Please repeat the entries word for word and keep the images out.
┌──
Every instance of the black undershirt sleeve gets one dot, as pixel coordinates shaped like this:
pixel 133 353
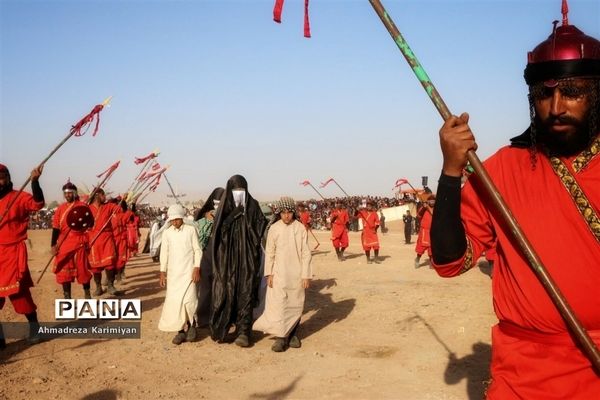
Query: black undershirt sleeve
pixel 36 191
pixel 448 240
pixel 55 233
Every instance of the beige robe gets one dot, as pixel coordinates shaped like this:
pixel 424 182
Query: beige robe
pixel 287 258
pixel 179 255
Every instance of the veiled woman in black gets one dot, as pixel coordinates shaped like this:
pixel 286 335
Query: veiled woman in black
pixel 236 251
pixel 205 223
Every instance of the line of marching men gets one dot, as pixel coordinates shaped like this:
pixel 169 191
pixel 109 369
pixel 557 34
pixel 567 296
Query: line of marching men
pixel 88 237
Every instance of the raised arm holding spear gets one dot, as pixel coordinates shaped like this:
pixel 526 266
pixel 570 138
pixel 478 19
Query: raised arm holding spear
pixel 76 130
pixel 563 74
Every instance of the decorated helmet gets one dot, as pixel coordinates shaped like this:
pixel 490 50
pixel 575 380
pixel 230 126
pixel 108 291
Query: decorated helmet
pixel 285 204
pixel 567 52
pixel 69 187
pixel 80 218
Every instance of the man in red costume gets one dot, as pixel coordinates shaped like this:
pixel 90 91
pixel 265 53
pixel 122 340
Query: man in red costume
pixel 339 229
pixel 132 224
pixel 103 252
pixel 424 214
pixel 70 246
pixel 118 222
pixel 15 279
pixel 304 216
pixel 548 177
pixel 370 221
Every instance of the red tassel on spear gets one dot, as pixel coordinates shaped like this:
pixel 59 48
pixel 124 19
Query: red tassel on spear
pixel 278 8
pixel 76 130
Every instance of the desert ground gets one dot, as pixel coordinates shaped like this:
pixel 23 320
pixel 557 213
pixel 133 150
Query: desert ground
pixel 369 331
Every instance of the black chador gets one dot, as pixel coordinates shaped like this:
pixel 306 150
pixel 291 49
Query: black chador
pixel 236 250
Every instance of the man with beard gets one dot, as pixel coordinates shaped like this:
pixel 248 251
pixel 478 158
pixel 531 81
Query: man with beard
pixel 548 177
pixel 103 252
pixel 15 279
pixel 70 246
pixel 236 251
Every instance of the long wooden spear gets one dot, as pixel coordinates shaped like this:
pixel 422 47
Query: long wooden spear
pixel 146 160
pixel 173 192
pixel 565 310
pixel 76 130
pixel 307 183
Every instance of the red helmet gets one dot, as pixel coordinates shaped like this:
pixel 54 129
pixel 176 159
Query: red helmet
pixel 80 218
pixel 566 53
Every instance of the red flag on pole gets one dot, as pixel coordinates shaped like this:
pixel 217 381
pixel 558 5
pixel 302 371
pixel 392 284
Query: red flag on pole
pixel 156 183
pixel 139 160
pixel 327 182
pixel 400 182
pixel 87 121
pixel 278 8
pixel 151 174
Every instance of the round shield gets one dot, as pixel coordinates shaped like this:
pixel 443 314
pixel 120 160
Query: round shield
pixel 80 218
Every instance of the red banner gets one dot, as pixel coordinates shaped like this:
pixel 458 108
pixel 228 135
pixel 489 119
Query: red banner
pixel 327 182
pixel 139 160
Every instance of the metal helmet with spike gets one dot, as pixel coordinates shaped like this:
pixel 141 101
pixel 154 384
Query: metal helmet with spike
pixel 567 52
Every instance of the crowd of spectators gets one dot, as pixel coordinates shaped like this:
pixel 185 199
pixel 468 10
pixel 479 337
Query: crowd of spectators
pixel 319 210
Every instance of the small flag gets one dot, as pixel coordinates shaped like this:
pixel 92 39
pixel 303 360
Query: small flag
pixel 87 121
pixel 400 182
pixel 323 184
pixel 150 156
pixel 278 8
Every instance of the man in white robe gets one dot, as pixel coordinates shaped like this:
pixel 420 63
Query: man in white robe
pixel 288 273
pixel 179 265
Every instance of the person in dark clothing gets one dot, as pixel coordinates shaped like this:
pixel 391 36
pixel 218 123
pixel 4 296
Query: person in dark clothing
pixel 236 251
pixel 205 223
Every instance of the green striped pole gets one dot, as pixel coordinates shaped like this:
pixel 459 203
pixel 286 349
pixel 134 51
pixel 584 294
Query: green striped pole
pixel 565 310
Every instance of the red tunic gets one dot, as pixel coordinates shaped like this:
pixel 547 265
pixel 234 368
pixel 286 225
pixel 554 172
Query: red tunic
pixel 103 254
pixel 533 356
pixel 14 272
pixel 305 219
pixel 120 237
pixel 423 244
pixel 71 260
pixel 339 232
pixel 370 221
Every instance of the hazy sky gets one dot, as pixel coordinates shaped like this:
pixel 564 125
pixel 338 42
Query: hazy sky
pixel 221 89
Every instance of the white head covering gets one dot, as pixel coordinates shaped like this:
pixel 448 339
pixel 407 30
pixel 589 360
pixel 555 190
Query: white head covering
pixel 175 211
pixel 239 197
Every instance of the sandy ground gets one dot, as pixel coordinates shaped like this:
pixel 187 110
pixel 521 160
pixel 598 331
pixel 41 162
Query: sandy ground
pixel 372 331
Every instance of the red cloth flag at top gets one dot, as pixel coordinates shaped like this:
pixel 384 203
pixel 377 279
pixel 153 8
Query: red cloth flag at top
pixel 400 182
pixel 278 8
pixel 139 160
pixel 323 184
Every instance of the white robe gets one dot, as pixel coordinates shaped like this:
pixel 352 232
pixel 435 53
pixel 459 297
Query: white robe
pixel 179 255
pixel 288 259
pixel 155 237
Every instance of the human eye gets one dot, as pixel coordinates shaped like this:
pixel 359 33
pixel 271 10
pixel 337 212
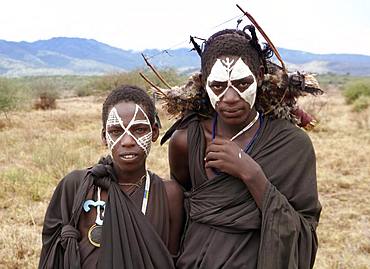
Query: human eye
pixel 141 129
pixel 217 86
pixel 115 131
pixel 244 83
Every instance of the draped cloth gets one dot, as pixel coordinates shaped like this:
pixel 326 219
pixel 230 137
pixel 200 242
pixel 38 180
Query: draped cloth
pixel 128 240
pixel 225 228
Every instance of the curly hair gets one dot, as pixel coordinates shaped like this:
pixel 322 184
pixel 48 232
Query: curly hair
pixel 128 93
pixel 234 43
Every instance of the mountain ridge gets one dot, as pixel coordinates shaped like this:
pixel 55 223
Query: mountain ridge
└──
Expected answer:
Every instance of the black undershirt sleeve gets one dot, as pixel coordinates shaped like this:
pixel 133 353
Query: black undershirt sleeve
pixel 36 191
pixel 448 240
pixel 55 233
Every instance of the beige robe gets one dot, as pixel coordinates shaped like this:
pixel 424 182
Query: beige robe
pixel 287 258
pixel 179 255
Every instance of the veiled woman in black gets one dot, as pixel coordinates shaped like this:
pixel 286 335
Query: veiled woman in black
pixel 236 251
pixel 205 223
Every instance of the line of marching men gets one dot, as pixel coordinates shaped like this:
pixel 169 191
pixel 109 369
pixel 557 34
pixel 567 296
Query: line of marching men
pixel 88 237
Every instance of the raised arm holding spear gets one dot, as pixel coordinates shaped like this:
pixel 526 266
pixel 570 138
pixel 478 19
Query: raised arm holding spear
pixel 76 130
pixel 563 74
Every instance of the decorated helmet gets one dot, as pixel coordinates shaped like this:
pixel 490 50
pixel 575 380
pixel 230 126
pixel 108 291
Query: decorated helmet
pixel 285 204
pixel 567 52
pixel 69 187
pixel 80 218
Every instance of the man in red costume gets one dot, as pixel coordinates shaped like this:
pixel 90 91
pixel 265 53
pixel 122 340
Query: man in red costume
pixel 339 229
pixel 132 224
pixel 103 252
pixel 424 214
pixel 70 246
pixel 118 222
pixel 15 279
pixel 304 216
pixel 548 177
pixel 370 221
Every instance of the red tassel on spear gets one dot, as pixel coordinates shaped like this:
pixel 59 48
pixel 124 19
Query: red tassel on spear
pixel 278 8
pixel 76 130
Every instance of the desert ground gets one dot, as pixel coordinates shaped like this:
pixel 23 320
pixel 557 213
pixel 133 150
Query: desert ground
pixel 369 331
Every instance of the black chador gets one dot, as pixel coordinates shaped like this:
pixel 306 150
pixel 291 49
Query: black chador
pixel 236 250
Every instance of the man with beard gets one dot, as pixel coordinates shaped like this:
pixel 248 251
pixel 478 158
pixel 531 81
Query: man with beard
pixel 548 177
pixel 103 252
pixel 15 279
pixel 70 246
pixel 236 251
Every instance of the long wooden spear gets one dot, as pixel coordinates shaped like this:
pixel 422 47
Query: long wooden spear
pixel 146 160
pixel 173 192
pixel 565 310
pixel 76 130
pixel 307 183
Every instance of the red helmet gets one dot, as pixel coordinates shaped like this:
pixel 54 129
pixel 176 159
Query: red helmet
pixel 80 218
pixel 566 53
Every instance of the red flag on pole gets one dot, as pixel coordinates shaped like this:
pixel 217 381
pixel 558 5
pixel 302 371
pixel 392 284
Query: red flag on pole
pixel 156 183
pixel 139 160
pixel 327 182
pixel 400 182
pixel 87 121
pixel 278 8
pixel 151 174
Every instance of the round shield gets one dot, as pixel coordinates shaped like this:
pixel 443 314
pixel 120 160
Query: round shield
pixel 80 218
Every instance of the red banner gets one dot, as pixel coordinates shaped like this:
pixel 458 108
pixel 228 135
pixel 489 119
Query: red banner
pixel 327 182
pixel 139 160
Every instance of the metal helmet with spike gets one dot, as pixel coordinates shaped like this:
pixel 141 101
pixel 154 384
Query: metal helmet with spike
pixel 567 52
Every instance of the crowd of spectators gets one dot, as pixel coordinates shaped like this:
pixel 185 199
pixel 468 10
pixel 479 337
Query: crowd of spectators
pixel 319 210
Every instance of the small flag gets one dot, as pixel coordinates shaped like this:
pixel 92 39
pixel 303 360
Query: small flag
pixel 87 121
pixel 400 182
pixel 323 184
pixel 150 156
pixel 278 8
Every instance of the man in white robe gets one dot, as pixel coordinates shaped like this:
pixel 420 63
Query: man in white robe
pixel 288 273
pixel 179 265
Every instance of the person in dark clothing gets one dot, as pixel coordinates shaped like this:
pixel 391 36
pixel 218 123
pixel 4 296
Query: person in dark clothing
pixel 236 251
pixel 205 223
Every instance of the green striped pole gets one dot, as pixel coordinates shaped like this:
pixel 459 203
pixel 286 349
pixel 134 51
pixel 584 294
Query: green striped pole
pixel 565 310
Every instance of the red tunic gets one dot, as pixel coordinates shaped like this:
pixel 547 265
pixel 234 368
pixel 286 225
pixel 554 172
Query: red tunic
pixel 103 254
pixel 533 356
pixel 14 272
pixel 305 219
pixel 120 237
pixel 423 244
pixel 71 260
pixel 339 232
pixel 370 221
Every instance of the hazy sky gets one dot, as pixel coordinates shaped like this:
pixel 564 125
pixel 338 42
Query: hazy sky
pixel 221 89
Every instance of the white head covering gets one dot, as pixel coordinates shaped like this:
pixel 448 339
pixel 407 30
pixel 589 360
pixel 555 190
Query: white head covering
pixel 175 211
pixel 239 197
Every instance of the sandy ground gets one dot, as pixel coordinates shaped like this:
pixel 187 110
pixel 521 160
pixel 598 331
pixel 41 162
Query: sandy ground
pixel 372 331
Every instance of the red cloth flag at top gets one dot, as pixel coordinates shaped like this:
pixel 384 203
pixel 377 279
pixel 153 8
Query: red cloth flag at top
pixel 400 182
pixel 278 8
pixel 139 160
pixel 323 184
Every instance of the white robe gets one dot, as pixel coordinates shaped like this:
pixel 352 232
pixel 435 53
pixel 459 297
Query: white robe
pixel 179 255
pixel 288 259
pixel 155 237
Every instance of the human eye gets one dot, as pixel coordinates shaped like this:
pixel 359 33
pixel 271 10
pixel 337 212
Query: human eye
pixel 141 129
pixel 217 86
pixel 115 131
pixel 244 83
Every instance of the draped cloth gets one dot, as pixel coordinates shaped like this:
pixel 326 219
pixel 230 137
pixel 200 242
pixel 38 180
Query: draped cloth
pixel 128 240
pixel 225 228
Every instance of the curly hair gets one dot, as pixel coordinates shaped like this:
pixel 322 184
pixel 48 232
Query: curly hair
pixel 128 93
pixel 234 43
Every instance of the mountain ridge gets one dot, as pixel coordinates shaped like this:
pixel 55 223
Query: mountain ridge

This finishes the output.